DOCUMENT PASSAGE:
•••
- Promotional poster
- Directed by: Peter Stebbings
- Written by: Peter Stebbings
- Produced by: Nicholas Tabarrok
- Starring: Woody Harrelson; Elias Koteas; Michael Kelly; Sandra Oh; Kat Dennings;
- Cinematography: David Greene
- Edited by: Geoff Ashenhurst
- Music by: John Rowley
- Production companies: Darius Films; Alliance Films;
- Distributed by: Alliance Films
- Release dates: September 12, 2009 (TIFF); February 19, 2010 (Canada);
- Running time: 101 minutes
- Countries: Canada United States
- Language: English
- Budget: C$4 million
- Box office: $44,462 (USA)

= Defendor =

2009 superhero film by Peter Stebbings

Defendor is a 2009 Canadian-American superhero film written and directed by Peter Stebbings in his directorial debut. It stars Woody Harrelson as Arthur Poppington, a regular man who adopts a superhero persona named Defendor, with Elias Koteas, Michael Kelly, Sandra Oh and Kat Dennings in supporting roles.
•••
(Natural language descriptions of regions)

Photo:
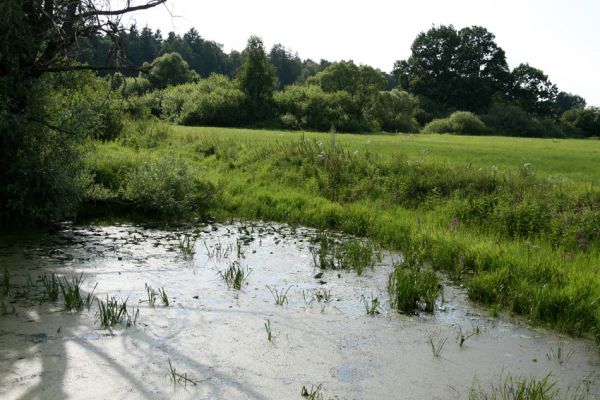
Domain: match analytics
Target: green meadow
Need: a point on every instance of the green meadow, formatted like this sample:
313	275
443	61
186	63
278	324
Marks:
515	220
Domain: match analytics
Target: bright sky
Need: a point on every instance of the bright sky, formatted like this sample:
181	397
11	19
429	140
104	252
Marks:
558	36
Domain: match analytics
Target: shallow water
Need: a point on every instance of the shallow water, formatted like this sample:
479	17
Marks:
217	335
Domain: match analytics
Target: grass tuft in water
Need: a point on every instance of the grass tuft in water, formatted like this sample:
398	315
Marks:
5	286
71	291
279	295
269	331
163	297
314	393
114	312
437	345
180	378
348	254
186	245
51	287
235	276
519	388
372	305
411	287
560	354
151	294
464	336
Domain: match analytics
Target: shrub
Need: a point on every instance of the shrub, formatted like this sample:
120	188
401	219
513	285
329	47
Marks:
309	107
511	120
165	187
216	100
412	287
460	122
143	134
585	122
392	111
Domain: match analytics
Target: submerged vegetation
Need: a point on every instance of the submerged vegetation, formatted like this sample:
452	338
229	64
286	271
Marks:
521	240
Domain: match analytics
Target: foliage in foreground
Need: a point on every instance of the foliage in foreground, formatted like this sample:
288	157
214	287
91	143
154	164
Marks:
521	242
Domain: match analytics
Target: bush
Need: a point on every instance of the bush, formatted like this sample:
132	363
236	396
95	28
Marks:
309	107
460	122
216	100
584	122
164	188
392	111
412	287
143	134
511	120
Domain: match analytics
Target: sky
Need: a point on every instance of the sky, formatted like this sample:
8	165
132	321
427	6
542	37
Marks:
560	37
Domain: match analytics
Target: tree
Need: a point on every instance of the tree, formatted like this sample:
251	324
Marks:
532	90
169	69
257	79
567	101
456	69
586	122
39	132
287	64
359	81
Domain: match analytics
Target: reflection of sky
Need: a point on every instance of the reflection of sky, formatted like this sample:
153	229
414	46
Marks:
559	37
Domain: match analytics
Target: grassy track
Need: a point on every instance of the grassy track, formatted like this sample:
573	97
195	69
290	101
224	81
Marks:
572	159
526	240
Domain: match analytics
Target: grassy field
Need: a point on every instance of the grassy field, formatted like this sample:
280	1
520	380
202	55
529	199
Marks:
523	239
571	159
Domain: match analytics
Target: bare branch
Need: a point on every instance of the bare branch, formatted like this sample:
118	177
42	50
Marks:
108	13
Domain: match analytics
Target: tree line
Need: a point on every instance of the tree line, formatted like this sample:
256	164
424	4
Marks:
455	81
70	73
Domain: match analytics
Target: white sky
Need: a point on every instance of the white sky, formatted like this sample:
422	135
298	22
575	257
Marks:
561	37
•••
WHAT YOU NEED TO DO:
Using the Defendor text, answer these questions:
1. Who produced the film?
2. What is the film's running time?
3. What character does Woody Harrelson play?

TASK SOLUTION:
1. Nicholas Tabarrok
2. 101 minutes
3. Arthur Poppington